> _Exercise brief_: Express the material from the line containing "point: the street" through its final line, inclusive, as a JSON list of strings with one string per line and no blank lines.

......

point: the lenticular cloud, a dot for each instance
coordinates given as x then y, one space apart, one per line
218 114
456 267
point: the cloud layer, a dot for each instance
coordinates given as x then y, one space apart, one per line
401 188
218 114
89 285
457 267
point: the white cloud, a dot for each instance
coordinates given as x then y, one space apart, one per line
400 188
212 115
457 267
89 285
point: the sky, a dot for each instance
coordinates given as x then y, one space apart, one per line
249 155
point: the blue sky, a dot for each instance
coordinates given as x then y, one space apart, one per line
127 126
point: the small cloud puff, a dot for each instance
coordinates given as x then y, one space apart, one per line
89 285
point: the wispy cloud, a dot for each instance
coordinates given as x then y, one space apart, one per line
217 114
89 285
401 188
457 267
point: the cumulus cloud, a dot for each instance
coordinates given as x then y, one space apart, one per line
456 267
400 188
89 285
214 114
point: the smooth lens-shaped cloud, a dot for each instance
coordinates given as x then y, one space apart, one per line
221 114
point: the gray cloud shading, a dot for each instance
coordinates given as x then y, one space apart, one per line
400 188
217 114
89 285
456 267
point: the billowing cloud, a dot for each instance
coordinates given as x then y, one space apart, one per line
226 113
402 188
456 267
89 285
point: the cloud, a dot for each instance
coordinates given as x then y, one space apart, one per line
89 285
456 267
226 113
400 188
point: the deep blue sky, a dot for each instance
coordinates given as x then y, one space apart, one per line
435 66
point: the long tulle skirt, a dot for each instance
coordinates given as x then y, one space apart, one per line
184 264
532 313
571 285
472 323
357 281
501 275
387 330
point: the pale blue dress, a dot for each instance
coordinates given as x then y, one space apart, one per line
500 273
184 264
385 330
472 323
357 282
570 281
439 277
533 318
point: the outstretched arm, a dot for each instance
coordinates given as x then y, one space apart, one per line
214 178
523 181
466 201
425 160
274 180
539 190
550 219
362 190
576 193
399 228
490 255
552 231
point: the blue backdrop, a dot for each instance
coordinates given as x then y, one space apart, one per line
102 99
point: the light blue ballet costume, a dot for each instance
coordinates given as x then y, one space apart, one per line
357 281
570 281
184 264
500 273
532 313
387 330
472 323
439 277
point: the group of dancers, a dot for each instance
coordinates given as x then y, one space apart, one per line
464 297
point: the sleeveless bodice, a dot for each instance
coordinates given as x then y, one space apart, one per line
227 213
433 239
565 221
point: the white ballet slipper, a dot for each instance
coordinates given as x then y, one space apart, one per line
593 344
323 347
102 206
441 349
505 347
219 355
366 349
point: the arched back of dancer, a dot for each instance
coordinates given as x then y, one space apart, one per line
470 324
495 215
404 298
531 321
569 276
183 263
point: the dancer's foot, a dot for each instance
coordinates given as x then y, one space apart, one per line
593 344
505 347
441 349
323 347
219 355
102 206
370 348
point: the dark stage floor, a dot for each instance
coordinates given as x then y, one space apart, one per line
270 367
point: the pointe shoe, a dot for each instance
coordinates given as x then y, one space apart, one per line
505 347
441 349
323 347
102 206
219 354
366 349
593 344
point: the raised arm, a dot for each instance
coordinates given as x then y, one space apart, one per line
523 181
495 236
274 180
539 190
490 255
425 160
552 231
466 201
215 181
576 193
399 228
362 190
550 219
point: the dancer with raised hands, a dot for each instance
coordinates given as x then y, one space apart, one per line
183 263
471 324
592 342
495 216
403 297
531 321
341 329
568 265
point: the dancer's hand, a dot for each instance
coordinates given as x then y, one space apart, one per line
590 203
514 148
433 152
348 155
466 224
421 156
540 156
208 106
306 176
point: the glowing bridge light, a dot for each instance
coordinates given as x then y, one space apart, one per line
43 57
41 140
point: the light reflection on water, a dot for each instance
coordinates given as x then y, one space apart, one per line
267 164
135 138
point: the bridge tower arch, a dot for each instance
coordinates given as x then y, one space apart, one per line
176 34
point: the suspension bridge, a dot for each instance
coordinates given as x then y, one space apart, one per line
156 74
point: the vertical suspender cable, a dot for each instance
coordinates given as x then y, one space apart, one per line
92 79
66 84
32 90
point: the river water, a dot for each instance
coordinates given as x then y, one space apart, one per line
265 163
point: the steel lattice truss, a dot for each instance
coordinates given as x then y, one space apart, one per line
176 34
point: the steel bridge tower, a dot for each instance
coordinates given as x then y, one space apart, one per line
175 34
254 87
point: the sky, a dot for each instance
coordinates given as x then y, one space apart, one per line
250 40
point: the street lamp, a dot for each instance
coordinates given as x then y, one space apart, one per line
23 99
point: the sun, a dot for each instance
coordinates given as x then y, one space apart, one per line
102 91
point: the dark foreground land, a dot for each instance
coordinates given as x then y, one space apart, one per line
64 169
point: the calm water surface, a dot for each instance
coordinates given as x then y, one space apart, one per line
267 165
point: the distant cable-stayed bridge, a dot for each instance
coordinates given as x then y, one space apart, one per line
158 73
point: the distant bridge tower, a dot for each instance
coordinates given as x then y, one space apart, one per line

......

> _Answer for the task_:
[
  "point: the street lamp, a dot for each instance",
  "coordinates given as x then y, one space apart, one per line",
  "23 99",
  "point: the sun, a dot for each instance",
  "coordinates given as x then y, one space apart, one per line",
  "102 91",
  "point: the dark foreground land, a dot for each instance",
  "coordinates given as x then y, one space apart, one per line",
  "64 169",
  "point: the calm water surface, a dot for each instance",
  "coordinates given as x then y, one space apart, one per line",
  "267 165",
  "point: the distant cable-stayed bridge, a dot for each instance",
  "coordinates given as x then y, one space apart, one per line",
  "158 73",
  "point: the distant bridge tower, a dot for each instance",
  "coordinates given as x then y, one space apart, one per line"
]